PROBLEM DETAILS → All lines from the one with "form [502, 413]." to the end need to be copied exactly, with nothing before them.

RECORDS FOR THIS TASK →
## Begin

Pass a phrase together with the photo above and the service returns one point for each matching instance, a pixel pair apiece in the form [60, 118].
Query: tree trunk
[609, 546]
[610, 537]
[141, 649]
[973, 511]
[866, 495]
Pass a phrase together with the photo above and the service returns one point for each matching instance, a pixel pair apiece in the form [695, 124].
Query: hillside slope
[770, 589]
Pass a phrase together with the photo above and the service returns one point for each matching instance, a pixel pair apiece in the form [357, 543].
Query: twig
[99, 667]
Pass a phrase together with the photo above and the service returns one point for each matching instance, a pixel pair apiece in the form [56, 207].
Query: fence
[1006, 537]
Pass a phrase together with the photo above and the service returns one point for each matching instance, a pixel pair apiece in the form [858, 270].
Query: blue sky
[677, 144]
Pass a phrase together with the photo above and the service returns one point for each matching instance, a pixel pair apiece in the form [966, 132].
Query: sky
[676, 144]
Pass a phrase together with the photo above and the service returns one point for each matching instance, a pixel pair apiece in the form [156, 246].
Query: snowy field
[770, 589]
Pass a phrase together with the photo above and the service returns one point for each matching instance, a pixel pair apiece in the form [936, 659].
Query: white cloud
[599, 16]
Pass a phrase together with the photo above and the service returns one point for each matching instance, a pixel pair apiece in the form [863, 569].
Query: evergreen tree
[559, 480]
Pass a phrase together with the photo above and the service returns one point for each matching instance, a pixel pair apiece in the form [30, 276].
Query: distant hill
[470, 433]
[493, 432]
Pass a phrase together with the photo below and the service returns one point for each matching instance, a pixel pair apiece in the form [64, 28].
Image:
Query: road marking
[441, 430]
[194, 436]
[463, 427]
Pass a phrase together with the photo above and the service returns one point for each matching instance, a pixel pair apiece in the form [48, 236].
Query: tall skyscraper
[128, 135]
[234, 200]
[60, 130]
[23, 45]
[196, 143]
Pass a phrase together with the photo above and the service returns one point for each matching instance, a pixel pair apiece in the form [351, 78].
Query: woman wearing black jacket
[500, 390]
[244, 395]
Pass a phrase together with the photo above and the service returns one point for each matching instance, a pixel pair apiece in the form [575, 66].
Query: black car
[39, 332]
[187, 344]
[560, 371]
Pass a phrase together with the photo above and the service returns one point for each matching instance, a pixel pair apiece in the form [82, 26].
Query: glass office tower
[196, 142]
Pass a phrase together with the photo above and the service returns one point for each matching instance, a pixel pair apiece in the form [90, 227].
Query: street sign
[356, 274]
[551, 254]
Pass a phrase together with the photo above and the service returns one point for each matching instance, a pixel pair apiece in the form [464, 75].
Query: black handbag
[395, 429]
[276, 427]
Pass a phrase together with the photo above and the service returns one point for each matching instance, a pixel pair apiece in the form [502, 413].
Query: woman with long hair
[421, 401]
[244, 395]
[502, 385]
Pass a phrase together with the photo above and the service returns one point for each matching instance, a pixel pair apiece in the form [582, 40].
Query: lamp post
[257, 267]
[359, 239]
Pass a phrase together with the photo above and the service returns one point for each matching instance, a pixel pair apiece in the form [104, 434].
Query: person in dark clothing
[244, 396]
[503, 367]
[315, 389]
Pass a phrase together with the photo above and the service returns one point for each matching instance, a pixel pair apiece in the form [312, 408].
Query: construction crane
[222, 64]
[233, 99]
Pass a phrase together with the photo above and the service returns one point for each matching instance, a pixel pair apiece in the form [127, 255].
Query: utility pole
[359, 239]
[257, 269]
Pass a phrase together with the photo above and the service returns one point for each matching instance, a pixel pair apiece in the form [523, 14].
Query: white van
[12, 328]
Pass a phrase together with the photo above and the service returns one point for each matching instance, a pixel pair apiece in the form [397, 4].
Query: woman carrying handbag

## End

COMPLETE ANSWER →
Pass a phrase together with the photo above and the service returns one point for each matching instance, a pixel pair apiece in the form [502, 413].
Query: woman with long hair
[421, 401]
[244, 395]
[502, 385]
Pass a phrase together with the photo above and the service returns one point for each matching instance, a pixel pair apiece in the form [582, 40].
Query: lamp post
[257, 267]
[359, 239]
Pass a phrase together with the photo above and the service returns one point for each matching instance, a pixel pair apiece in the form [104, 434].
Query: person in dark clothing
[244, 396]
[503, 367]
[315, 389]
Pass a phrase together with the photo above and the service returns one point for each matching instance, a pixel pair apiece in the form [312, 408].
Query: construction crane
[222, 64]
[233, 99]
Pass a phrase together with the photo above and the service returns one point for each matching instance, a pixel pair apiece in the form [127, 255].
Query: utility pole
[359, 239]
[257, 269]
Pass a phrase together with the photo above and the service returns one point for each matching instance, a pixel pair apiece in the form [523, 14].
Query: white van
[12, 328]
Pass a phrase together with the photo above and the service returns one point for each matching instance, a pixel pair apiece in the form [397, 4].
Query: woman carrying handbag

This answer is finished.